══ Text block
In comments here, Alexis writes,

Your post prompts me to ask you something i’ve been wondering about ever since i began learning about NON-regression-based approaches to causal inference: namely, why do virtually all statistically-oriented political scientists think that regression-based/MLE methods are giving them the correct answers in observational settings? after all, we have long known (since at least the Rubin/Cochran papers of 1970s) that regression is often (and quite possible *generally*) unreliable in observational settings.

Do we have a single example of a non-trivial observational dataset wherein we can show that regression analysis produces the result that would have been obtained in a randomized experiment? We have lots of examples that show regression fails this test (here i’m thinking of dehejia/wahba/lalonde, etc.) where is the definitive empirical success story? there should be many success stories, given the universality of the methodology– but i don’t know of a single one.

In your blog, you write:

“(Parochially, I can point to this [link to gelman paper] and this [link to gelman paper] as particularly clean examples of causal inference from observational data, but lots more is out there.)

I do not doubt that your linked papers (which i have not read) are excellent and rigorous examples of applied regression analysis. but my question is, how is it that these papers validate a regression-based approach to causal inference? what do you know of the “correct answer” in these cases, aside from your regression-based estimates?

My response:

1. Matching and regression are different methods but ultimately are doing the same thing, which is to compare outcomes on cases that differ in the treatment variable while being as similar as possible on whatever pre-treatment covariates are around. Regression relies (and takes advantage of) linearity in the response surface, whereas matching is (potentially) nonparametric.

2. Matching is particularly relevant when the treatment and control groups do not completely overlap–matching methods will exclude the points outside the overlap region, with the understanding that the causal inference applies only to this region of overlap. Rubin’s thesis discussed why matching is improved if followed by regression.

3. In each of the examples I’ve worked on (most notably, estimating the effect of incumbency and the effect of redistricting), there was essentially complete overlap of treatment and control groups.

4. In their usual formulations, matching and regression both assume ignorability and thus ignore biases due to selection based on unmeasured variables.

5. In my particular examples, I don’t have external validation, however the results make sense when looked at from various directions (see, for example, our comparison of various estimates in our 1990 AJPS paper).

P.S. See some lively discussion in the comments.

Hi Andrew,

since you refer to the incumbency study as a "particularly clean example of causal inference from observational data" I would be interested in a follow up question.
════
## Stated exercise 1
Count the lines of the records that contain the string "head", and give only that number.
══ Input records
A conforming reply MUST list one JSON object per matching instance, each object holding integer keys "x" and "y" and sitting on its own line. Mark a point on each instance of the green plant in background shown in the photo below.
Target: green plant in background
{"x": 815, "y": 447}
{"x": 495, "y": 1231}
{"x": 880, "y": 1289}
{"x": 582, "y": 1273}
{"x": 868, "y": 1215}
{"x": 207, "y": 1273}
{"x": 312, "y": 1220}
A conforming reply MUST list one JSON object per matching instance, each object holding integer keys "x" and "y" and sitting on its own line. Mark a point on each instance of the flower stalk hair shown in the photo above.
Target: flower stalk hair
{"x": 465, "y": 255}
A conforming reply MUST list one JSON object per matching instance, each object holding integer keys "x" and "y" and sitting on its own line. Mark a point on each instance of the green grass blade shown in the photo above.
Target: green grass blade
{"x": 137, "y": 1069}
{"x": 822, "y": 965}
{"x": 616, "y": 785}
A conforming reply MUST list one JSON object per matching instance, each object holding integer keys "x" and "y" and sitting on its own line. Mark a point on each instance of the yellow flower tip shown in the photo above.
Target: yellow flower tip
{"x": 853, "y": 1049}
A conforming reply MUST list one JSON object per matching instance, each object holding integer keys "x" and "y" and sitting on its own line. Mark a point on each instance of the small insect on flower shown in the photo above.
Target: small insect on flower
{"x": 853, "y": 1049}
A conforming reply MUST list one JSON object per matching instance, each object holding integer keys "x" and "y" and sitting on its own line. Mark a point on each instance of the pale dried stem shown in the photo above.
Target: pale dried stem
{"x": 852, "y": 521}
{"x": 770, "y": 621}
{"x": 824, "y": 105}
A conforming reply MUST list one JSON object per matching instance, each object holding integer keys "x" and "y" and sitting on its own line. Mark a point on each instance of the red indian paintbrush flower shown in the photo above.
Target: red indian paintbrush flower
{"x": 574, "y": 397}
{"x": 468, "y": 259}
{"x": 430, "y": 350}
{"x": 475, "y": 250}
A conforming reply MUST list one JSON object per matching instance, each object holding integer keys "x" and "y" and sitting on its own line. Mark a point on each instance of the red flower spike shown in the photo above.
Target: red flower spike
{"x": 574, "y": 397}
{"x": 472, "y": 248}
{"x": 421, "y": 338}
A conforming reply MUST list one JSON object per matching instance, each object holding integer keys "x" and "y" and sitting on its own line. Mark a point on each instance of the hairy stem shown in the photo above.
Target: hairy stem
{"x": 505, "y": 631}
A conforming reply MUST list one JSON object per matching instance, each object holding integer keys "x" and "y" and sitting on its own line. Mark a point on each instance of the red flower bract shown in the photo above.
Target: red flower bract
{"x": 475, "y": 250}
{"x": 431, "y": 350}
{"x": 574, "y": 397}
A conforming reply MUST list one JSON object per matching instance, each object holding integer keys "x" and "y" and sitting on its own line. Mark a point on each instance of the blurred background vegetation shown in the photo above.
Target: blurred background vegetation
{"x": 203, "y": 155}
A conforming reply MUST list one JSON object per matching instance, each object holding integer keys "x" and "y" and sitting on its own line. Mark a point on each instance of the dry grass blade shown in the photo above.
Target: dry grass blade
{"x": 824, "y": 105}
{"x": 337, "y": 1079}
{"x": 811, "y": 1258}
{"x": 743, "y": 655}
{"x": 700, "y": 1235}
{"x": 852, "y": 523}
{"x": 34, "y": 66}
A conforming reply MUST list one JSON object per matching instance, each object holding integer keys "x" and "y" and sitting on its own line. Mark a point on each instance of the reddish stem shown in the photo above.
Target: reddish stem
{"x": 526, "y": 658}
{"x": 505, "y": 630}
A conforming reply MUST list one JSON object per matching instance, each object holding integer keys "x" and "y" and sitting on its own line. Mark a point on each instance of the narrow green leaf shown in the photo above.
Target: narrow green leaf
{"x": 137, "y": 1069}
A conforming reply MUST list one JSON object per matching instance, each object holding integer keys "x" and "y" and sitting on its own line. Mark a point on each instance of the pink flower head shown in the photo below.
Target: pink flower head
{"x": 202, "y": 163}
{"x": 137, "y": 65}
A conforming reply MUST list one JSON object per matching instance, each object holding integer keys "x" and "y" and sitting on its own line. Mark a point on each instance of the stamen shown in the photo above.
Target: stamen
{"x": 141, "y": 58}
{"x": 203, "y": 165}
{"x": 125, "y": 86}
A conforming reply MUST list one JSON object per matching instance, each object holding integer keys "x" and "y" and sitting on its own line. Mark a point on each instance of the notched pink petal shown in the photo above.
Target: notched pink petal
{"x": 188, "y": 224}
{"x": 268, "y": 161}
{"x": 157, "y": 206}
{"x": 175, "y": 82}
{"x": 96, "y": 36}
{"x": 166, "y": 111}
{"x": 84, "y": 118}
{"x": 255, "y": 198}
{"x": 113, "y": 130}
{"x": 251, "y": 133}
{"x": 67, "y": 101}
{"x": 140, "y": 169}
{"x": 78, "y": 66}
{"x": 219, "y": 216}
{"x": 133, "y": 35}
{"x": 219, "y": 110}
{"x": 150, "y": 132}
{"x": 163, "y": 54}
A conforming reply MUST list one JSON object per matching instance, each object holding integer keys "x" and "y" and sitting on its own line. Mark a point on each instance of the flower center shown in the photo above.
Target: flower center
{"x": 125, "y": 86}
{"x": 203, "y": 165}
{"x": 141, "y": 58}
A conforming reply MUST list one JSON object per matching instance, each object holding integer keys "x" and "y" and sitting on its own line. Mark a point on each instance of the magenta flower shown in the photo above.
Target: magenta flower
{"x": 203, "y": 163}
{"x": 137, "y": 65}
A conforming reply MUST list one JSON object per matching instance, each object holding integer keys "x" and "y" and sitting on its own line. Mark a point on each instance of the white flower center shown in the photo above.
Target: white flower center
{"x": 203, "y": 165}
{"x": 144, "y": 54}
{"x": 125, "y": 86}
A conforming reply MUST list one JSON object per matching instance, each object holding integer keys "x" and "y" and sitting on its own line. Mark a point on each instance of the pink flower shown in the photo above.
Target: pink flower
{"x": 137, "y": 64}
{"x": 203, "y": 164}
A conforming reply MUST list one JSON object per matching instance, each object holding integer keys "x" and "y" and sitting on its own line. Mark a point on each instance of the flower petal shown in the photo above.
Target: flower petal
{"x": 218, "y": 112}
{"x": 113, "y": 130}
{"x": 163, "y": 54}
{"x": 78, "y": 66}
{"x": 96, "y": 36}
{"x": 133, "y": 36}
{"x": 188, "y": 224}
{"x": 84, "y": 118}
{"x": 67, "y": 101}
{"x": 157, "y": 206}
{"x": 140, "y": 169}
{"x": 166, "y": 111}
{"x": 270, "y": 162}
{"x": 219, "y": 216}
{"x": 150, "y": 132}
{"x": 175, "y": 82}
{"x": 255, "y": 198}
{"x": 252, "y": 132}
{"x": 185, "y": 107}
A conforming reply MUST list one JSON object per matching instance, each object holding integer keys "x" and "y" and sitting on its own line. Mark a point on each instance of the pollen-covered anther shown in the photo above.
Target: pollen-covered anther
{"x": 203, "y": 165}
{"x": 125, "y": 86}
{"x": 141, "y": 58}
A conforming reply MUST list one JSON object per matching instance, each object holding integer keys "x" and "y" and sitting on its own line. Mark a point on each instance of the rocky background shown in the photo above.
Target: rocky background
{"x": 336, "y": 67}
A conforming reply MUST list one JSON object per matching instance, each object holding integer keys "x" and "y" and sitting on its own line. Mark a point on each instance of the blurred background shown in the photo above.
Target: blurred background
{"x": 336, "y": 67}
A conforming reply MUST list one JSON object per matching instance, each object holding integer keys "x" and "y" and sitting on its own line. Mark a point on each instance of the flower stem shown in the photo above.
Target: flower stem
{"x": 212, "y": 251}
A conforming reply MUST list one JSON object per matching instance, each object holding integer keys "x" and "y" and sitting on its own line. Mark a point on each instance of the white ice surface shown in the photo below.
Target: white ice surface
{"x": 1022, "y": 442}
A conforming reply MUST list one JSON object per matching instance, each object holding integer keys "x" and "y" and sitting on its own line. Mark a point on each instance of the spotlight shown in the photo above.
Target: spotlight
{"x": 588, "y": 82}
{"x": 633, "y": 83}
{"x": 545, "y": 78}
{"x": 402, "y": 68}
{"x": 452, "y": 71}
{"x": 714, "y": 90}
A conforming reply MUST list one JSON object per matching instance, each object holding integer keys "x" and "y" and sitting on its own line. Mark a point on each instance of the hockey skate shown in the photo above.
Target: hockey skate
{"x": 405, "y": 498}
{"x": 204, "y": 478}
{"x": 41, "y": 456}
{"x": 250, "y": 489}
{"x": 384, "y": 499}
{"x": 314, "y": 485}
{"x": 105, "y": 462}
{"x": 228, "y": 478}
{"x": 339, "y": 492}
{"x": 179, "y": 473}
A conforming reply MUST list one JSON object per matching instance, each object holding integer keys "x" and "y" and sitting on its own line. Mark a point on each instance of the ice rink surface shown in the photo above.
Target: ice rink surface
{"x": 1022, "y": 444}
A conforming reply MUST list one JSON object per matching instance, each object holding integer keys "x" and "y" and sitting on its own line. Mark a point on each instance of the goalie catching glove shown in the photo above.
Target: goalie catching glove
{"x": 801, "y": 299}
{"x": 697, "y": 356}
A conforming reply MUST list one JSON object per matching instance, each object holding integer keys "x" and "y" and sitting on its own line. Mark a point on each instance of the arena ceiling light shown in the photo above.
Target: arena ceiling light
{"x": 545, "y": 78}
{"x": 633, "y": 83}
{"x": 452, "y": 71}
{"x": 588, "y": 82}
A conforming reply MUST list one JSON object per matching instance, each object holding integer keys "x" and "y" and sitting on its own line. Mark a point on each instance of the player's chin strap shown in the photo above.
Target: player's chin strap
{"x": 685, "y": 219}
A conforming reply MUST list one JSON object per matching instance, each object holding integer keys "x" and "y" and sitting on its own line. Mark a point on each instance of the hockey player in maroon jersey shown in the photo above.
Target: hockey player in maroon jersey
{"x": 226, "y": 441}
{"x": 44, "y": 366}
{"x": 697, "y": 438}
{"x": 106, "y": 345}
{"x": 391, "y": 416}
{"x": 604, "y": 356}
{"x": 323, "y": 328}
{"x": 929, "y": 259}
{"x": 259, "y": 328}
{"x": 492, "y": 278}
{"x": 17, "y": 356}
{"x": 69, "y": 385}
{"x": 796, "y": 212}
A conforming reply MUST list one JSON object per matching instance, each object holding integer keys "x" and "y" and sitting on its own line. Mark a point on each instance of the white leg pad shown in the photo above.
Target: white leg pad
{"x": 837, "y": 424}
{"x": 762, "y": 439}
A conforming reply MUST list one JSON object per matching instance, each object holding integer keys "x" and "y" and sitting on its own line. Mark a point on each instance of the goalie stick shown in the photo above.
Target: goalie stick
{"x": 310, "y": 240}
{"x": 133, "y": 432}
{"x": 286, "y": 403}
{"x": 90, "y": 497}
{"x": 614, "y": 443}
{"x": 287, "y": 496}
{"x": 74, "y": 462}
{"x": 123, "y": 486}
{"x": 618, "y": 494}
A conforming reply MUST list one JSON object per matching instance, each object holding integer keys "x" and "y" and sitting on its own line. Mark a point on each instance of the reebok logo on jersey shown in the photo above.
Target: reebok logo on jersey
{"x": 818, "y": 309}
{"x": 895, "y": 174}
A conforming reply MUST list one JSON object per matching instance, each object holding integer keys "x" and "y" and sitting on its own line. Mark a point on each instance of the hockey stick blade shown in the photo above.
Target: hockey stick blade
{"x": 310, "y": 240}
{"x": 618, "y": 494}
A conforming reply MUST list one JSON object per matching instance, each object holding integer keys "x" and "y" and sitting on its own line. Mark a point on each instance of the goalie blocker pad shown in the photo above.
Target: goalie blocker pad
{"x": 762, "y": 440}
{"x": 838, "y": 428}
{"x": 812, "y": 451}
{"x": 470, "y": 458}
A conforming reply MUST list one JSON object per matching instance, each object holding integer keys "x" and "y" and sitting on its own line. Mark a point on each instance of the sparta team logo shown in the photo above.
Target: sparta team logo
════
## Stated exercise 2
Answer these questions about the post on regression and causal inference:
(a) Which two effects does the response name as the most notable examples it has worked on?
(b) According to the response, what does regression rely on and take advantage of?
(c) In what year was the AJPS paper that compares various estimates?

## Full solution 1
2

## Full solution 2
(a) The effect of incumbency and the effect of redistricting.
(b) Linearity in the response surface.
(c) 1990.